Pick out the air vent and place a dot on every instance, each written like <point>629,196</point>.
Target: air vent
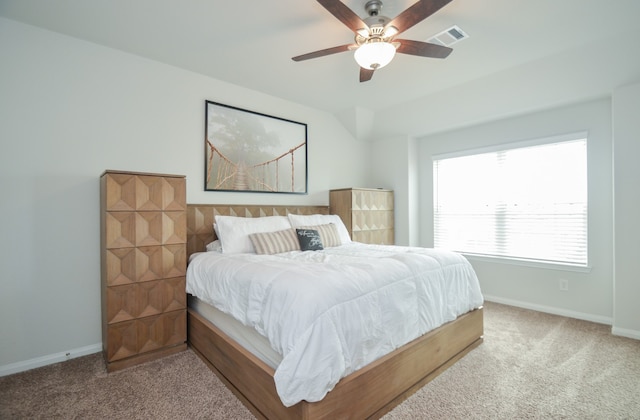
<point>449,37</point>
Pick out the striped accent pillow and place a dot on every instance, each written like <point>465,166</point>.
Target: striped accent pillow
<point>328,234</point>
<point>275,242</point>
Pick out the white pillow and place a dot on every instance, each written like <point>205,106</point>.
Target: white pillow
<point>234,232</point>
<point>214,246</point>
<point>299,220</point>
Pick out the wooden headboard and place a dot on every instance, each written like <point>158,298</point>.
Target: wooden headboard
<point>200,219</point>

□ □ □

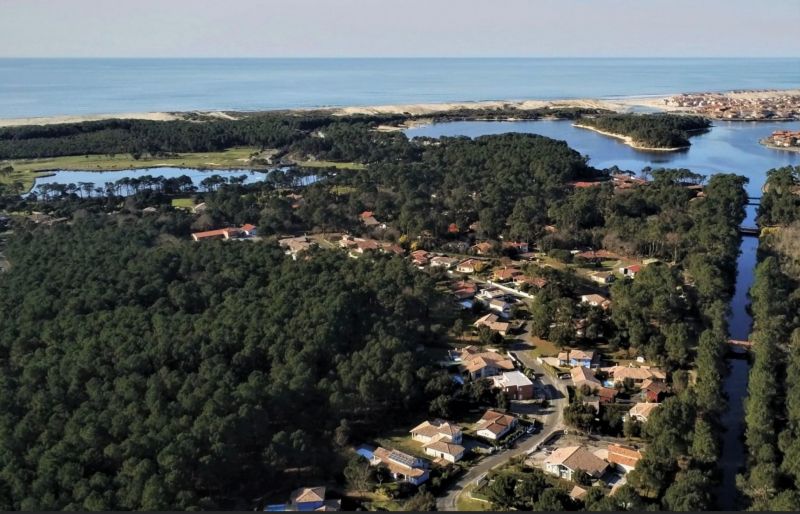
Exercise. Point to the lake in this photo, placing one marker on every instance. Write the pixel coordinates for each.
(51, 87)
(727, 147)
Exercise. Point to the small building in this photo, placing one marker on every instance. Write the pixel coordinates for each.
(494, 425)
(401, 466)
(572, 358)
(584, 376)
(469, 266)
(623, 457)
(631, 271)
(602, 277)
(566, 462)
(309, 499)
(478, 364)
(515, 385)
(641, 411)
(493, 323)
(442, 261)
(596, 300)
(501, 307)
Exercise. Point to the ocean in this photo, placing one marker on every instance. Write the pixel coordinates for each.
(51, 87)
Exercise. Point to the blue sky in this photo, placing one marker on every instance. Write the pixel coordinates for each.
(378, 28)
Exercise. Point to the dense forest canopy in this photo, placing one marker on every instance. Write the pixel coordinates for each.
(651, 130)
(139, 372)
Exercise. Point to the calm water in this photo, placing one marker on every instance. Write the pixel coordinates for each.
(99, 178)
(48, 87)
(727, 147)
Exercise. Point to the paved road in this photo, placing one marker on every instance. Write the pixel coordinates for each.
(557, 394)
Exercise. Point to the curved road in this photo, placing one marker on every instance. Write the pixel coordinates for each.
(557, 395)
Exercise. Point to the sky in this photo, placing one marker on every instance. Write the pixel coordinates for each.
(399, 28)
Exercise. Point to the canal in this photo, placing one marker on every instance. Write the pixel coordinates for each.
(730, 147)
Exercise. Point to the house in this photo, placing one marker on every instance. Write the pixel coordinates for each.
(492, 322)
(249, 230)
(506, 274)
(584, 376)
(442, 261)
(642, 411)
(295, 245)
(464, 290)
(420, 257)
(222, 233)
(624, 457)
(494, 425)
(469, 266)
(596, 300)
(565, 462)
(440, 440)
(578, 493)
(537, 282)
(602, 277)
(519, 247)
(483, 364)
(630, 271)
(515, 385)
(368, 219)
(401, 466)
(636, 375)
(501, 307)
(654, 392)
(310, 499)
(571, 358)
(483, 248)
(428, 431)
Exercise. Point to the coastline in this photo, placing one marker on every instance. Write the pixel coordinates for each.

□ □ □

**Work to be completed:** Update the lines starting with the line with "Pick out the air" and going on through the line with "<point>449,37</point>" by replacing "air vent" with "ceiling vent", leaving everything else unchanged. Omit the pictures from your answer.

**Exercise answer:**
Pick out the ceiling vent and place a dot on every instance, each written like <point>629,196</point>.
Target: ceiling vent
<point>449,37</point>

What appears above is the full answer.